↓↓↓

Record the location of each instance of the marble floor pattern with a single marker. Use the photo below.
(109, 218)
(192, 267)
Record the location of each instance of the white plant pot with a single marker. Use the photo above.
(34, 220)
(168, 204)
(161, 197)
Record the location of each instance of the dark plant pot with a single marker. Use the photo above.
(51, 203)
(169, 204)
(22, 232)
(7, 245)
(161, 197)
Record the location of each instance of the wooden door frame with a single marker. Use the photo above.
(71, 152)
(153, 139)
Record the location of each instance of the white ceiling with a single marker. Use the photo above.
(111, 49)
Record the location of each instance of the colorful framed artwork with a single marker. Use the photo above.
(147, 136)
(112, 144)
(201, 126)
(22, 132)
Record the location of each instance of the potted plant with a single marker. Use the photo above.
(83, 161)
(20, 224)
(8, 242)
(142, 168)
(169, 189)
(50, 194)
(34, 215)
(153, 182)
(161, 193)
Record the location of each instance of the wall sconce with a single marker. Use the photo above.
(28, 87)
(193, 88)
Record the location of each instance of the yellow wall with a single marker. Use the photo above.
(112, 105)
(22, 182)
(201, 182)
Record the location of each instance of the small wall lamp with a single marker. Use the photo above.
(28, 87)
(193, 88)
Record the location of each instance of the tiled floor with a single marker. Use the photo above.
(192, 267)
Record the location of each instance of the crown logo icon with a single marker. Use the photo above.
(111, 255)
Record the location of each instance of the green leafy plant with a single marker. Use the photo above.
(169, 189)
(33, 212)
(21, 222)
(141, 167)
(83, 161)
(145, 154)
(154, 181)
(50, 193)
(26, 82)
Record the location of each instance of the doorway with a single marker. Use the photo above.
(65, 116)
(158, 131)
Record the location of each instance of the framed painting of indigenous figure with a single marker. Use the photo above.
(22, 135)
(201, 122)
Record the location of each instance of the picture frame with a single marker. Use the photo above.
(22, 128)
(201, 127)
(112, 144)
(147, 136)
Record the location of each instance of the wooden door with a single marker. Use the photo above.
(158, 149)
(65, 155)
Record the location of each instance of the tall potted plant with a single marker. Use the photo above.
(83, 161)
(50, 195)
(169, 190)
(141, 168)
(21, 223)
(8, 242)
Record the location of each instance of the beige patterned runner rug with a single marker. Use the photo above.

↑↑↑

* [Exercise goal]
Print only the lines running from the one with "Record the location of each instance of the wooden door with" to the final line of the data above, each exactly as it appears.

* [Response]
Record the location of each instance of the wooden door with a single marker. Use the photo above.
(158, 149)
(65, 155)
Record the location of each instance of the tall potted plant with a single marker. Use the photo above.
(83, 161)
(50, 195)
(169, 190)
(141, 168)
(21, 223)
(8, 242)
Record the location of each instance of the beige patterned runner rug with a single marker. Use the photo above.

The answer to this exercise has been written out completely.